What is expected |
Reproduce the material below verbatim, from its first line through its last, leaving out the picture.

+++

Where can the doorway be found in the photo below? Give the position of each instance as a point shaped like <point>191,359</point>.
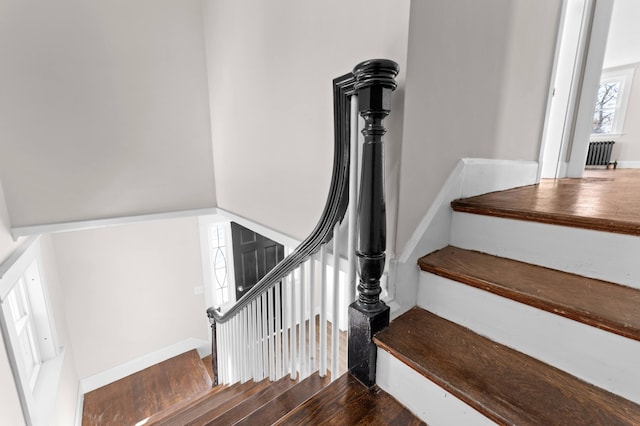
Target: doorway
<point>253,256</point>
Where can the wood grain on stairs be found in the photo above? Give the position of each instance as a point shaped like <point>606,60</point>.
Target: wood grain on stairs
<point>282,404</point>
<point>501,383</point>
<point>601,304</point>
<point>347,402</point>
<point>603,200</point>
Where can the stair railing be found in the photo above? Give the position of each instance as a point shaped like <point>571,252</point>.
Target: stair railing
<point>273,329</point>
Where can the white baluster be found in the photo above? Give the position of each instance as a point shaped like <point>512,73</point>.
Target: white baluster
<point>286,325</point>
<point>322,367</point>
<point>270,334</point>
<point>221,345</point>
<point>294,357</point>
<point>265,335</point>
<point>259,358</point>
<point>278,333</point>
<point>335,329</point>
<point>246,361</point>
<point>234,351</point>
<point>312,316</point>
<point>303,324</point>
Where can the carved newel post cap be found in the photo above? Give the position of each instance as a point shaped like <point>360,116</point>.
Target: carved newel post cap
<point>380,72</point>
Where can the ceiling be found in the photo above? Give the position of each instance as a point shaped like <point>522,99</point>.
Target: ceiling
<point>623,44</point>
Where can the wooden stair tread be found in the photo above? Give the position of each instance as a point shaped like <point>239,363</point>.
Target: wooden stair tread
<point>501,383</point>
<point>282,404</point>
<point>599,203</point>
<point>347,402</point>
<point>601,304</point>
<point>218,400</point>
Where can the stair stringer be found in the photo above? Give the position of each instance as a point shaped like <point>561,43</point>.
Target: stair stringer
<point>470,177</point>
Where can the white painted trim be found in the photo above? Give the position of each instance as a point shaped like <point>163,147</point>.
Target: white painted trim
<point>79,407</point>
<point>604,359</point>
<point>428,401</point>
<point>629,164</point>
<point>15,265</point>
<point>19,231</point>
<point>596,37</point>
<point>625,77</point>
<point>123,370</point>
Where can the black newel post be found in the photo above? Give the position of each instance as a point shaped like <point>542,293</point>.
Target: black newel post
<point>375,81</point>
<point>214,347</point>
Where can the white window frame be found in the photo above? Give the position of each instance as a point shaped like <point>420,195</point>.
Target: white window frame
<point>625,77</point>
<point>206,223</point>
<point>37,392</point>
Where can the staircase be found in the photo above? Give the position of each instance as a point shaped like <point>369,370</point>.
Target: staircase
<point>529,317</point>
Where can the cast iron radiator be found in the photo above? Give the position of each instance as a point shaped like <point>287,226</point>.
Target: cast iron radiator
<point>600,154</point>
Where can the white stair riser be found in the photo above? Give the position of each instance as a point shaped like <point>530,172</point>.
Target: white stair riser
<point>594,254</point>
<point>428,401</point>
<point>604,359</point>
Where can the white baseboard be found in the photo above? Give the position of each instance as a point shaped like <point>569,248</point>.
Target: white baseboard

+++

Solution for this exercise |
Where can the doorway be found in the photo below? Give the position of each instance as a point shaped like <point>191,359</point>.
Target: doorway
<point>253,256</point>
Where can the wood grain on stairs be found in the photo above? Give the position of each instance as a point shaped like <point>606,60</point>.
Target: wood grain on stairs
<point>282,404</point>
<point>501,383</point>
<point>601,304</point>
<point>347,402</point>
<point>603,200</point>
Where can the stair railing be found in the photo above? Give the position of each instance as a point shaped like <point>571,252</point>.
Target: stair railing
<point>273,329</point>
Where can the white baluster be found in the photo above? Give the position of each instance as a point shaped like <point>512,73</point>.
Target: white baluster
<point>286,325</point>
<point>322,367</point>
<point>270,334</point>
<point>221,345</point>
<point>294,357</point>
<point>265,335</point>
<point>259,358</point>
<point>278,333</point>
<point>335,329</point>
<point>246,361</point>
<point>234,351</point>
<point>312,316</point>
<point>303,324</point>
Where can the carved newel post cap be found in the photo above? Give the position of each instance as a point shaped like <point>360,116</point>.
Target: carved newel post cap
<point>380,72</point>
Where can the ceiling be found in the photo above? Give the position of each instance as a point shaped like <point>522,99</point>.
Target: ceiling
<point>623,44</point>
Where can the wooden stair tread be found in the photo above? Give the position of each instance as a point shaped like <point>239,363</point>.
Target: wooden stair tread
<point>501,383</point>
<point>282,404</point>
<point>599,203</point>
<point>347,402</point>
<point>601,304</point>
<point>218,400</point>
Where can the stair stringer be found in the photo above? Give the position of each instance as a point shaped like <point>561,43</point>.
Target: stair stringer
<point>470,177</point>
Where can the white painted trim be found in the photo above? Give the position of each instance as a point shaped like <point>163,147</point>.
Target: white painted trim
<point>79,407</point>
<point>604,359</point>
<point>428,401</point>
<point>629,164</point>
<point>15,265</point>
<point>19,231</point>
<point>596,37</point>
<point>625,77</point>
<point>123,370</point>
Where can the black newel post be found in the photo above? Give the position of each instance as a point shaped like <point>542,293</point>.
Target: black newel post
<point>375,81</point>
<point>214,347</point>
Where can the white window frame be found in the photo above? Give the position of each instance as a point shaped like <point>420,195</point>.
Target: white window frame
<point>625,77</point>
<point>206,223</point>
<point>37,392</point>
Where can the staircase be found in the photo above? Give the position of each instance as a point shaped like <point>369,370</point>.
Target: staircase
<point>529,317</point>
Where can the cast iron radiator be found in the photo above? Give the position of each instance as a point shaped like <point>287,226</point>.
Target: cast iron radiator
<point>600,154</point>
Where can the white stair riser be found in the photo above? Give the position of each instance as a point shaped like <point>530,172</point>.
Target: white stair riser
<point>594,254</point>
<point>428,401</point>
<point>604,359</point>
Where can the white baseboard be found in the photo above? Give the position of each instance as a point shaped like <point>569,248</point>.
Target: white baseboard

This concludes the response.